▶ **Records**
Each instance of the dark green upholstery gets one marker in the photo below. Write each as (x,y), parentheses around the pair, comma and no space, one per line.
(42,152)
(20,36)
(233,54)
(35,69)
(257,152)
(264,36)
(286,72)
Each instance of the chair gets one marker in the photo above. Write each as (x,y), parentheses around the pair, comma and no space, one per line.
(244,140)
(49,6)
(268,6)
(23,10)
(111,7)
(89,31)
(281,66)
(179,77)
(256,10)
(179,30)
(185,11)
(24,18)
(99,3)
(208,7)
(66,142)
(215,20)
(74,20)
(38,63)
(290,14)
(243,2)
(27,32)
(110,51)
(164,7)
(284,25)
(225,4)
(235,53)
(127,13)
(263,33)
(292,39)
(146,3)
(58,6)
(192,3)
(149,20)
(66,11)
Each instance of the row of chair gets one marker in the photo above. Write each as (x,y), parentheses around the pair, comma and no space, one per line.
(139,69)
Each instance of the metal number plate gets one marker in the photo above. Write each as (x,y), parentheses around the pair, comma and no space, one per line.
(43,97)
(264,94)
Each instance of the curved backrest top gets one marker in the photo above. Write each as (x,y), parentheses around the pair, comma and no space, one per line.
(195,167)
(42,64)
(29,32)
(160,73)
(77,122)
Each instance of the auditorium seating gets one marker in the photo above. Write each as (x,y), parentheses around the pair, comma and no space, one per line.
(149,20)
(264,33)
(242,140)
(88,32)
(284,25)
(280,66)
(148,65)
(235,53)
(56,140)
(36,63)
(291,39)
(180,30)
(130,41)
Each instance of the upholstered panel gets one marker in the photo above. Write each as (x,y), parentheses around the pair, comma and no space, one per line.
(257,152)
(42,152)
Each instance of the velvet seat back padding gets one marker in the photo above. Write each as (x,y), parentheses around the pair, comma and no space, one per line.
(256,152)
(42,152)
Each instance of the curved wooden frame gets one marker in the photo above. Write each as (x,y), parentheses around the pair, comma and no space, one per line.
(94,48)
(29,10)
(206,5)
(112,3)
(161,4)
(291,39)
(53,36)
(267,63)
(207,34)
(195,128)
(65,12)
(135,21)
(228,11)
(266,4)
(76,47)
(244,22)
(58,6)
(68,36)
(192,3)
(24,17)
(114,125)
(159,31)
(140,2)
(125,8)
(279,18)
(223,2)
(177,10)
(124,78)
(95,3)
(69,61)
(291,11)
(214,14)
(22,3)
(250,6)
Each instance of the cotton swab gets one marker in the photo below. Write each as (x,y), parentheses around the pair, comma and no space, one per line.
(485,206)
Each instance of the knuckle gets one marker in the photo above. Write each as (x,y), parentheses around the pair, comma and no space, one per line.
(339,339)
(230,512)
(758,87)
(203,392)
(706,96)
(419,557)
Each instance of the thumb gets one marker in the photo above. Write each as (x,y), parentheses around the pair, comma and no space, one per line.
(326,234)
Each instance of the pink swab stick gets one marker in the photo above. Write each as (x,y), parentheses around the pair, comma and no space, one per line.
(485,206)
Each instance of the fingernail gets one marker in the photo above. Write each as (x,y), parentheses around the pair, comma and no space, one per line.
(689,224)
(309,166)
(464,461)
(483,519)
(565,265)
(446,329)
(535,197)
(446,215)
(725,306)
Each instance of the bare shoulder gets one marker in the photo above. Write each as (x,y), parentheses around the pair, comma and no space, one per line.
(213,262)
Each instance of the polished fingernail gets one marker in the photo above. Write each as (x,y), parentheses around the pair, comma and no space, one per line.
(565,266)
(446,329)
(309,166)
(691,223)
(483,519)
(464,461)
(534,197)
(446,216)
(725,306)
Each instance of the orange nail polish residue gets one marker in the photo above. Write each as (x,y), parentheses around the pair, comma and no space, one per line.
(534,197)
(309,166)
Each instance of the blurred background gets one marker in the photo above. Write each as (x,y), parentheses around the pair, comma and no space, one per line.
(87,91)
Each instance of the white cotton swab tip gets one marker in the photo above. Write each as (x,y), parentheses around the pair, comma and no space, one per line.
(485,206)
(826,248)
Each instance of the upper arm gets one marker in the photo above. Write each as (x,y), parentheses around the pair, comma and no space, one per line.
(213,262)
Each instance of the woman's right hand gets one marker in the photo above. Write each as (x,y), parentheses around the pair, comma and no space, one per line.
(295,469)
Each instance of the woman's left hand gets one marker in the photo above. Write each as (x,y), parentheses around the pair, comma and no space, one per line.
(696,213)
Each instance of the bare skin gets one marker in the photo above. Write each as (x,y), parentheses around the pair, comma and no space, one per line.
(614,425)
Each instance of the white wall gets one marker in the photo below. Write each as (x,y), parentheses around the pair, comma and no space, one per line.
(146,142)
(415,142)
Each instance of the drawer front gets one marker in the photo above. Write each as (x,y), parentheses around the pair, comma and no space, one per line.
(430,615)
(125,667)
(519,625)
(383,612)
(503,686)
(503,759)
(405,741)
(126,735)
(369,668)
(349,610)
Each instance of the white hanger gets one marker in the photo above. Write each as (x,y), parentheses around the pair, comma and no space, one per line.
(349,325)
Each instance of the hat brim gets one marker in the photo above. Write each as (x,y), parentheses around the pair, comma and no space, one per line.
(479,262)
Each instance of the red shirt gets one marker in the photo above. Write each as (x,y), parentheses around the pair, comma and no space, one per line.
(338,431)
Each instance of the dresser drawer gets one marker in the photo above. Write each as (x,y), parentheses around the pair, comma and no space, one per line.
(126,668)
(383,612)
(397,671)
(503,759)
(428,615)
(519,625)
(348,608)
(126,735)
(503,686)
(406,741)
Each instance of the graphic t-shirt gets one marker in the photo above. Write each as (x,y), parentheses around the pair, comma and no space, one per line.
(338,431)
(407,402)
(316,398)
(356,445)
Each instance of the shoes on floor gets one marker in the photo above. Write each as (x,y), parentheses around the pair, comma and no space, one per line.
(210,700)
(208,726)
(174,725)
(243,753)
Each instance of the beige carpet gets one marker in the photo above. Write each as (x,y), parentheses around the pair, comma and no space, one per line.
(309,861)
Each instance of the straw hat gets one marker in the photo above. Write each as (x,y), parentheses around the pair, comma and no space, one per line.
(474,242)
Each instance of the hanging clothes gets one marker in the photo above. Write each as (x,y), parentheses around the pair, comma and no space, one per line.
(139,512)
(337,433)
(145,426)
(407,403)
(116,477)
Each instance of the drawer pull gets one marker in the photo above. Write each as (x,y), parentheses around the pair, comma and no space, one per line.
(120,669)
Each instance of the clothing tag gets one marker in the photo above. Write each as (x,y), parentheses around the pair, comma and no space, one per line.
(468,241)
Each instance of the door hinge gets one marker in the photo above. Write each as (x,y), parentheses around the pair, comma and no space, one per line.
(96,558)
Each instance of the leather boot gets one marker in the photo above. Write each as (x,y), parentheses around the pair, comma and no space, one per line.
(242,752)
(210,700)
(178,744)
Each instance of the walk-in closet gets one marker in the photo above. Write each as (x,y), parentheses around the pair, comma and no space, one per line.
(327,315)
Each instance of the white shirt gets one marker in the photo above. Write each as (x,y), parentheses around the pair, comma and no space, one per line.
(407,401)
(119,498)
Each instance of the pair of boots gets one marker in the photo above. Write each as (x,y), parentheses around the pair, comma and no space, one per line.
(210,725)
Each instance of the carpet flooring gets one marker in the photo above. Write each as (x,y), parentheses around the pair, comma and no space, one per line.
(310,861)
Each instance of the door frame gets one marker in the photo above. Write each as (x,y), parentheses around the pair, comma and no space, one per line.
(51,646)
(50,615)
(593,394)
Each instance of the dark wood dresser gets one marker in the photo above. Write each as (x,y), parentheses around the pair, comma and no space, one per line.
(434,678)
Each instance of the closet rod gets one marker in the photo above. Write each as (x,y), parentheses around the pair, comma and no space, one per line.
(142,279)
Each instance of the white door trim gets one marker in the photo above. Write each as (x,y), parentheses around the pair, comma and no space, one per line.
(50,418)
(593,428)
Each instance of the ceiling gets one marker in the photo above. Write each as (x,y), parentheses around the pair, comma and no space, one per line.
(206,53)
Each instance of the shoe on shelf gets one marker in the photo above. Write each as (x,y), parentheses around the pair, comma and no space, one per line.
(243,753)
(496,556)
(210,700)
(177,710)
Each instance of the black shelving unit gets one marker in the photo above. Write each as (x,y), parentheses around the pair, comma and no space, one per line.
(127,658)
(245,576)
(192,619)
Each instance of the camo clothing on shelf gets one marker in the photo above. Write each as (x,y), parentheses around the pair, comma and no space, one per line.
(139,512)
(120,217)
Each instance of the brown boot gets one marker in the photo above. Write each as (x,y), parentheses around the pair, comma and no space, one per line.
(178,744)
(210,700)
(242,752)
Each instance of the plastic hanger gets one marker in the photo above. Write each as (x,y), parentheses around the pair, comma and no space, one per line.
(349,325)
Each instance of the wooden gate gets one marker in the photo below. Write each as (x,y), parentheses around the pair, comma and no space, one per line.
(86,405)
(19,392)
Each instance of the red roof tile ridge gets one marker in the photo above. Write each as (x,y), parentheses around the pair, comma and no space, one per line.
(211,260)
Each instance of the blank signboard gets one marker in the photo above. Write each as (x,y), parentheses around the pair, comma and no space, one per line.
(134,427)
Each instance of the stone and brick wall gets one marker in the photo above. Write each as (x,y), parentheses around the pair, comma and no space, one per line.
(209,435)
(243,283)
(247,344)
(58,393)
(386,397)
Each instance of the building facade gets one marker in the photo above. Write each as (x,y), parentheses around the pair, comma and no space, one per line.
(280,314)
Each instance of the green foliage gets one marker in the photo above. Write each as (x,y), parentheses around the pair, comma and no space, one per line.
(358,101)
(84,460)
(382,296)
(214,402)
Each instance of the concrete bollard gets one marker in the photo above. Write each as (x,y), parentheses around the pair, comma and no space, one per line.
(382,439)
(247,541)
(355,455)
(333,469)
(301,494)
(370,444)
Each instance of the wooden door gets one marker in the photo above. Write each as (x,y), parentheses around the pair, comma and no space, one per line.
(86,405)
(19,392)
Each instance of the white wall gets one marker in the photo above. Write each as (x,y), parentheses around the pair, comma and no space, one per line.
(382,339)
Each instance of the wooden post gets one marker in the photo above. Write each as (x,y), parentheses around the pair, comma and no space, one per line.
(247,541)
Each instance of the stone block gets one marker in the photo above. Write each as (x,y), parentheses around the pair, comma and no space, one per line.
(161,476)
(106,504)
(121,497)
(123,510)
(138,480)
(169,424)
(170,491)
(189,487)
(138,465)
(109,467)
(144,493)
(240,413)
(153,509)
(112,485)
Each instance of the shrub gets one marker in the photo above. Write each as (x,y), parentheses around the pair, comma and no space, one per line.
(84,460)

▶ **What is needed**
Can you give the entries again from the line with "Each instance of the blank" up to and including the last entry, changing "shrub" to "bush" and leaving everything else the same?

▶ **The output**
Each instance of the blank signboard gets one marker in the photo above. Write each as (x,y), parentheses around the pair, comma and no space, one per line.
(134,427)
Each instance of the stone and brick wall gets one marker in the photo above. Write each as (x,y), parentheses around the pair, comma and no space, one per line.
(209,435)
(243,283)
(247,344)
(58,393)
(386,397)
Each instance of the building facade gets one marker in the photo above. Write each as (x,y), parentheses around the pair, comma and no space, one per line.
(280,314)
Each instance of the green foliage gets one marker in the photo above. Write each as (x,y), parentheses around the pair, comma and no space, one per line.
(358,101)
(84,460)
(382,296)
(214,402)
Each instance of the concrete bollard gets one marker in the photo above. Write each as (x,y), parentheses around the pair, comma and no space, one per line.
(382,439)
(247,541)
(355,455)
(333,469)
(301,494)
(370,444)
Each instance of the wooden door gets one marker in the photo above. Write each as (x,y), parentheses around the pair, comma and no space, one per line.
(86,405)
(19,392)
Each instance of the white wall gets one marker in the photo above. Write each as (x,y), parentheses around the pair, comma and no space, one per line.
(382,339)
Each instance of the wooden post gets one marker in the photo above. Write each as (x,y), parentheses around the pair, comma and no space, one per line.
(247,541)
Each instance of the stone block gets one marker in the photo above. Write each as (x,y), parentheses around the pair, comma and no space, one per line.
(161,476)
(106,504)
(121,497)
(123,510)
(138,480)
(169,424)
(170,491)
(189,487)
(138,465)
(109,467)
(144,493)
(240,413)
(153,509)
(112,485)
Each instance of the bush gets one marker in the photo above. Write each as (x,y), parentheses around the pair, comma and no space, one per line.
(84,460)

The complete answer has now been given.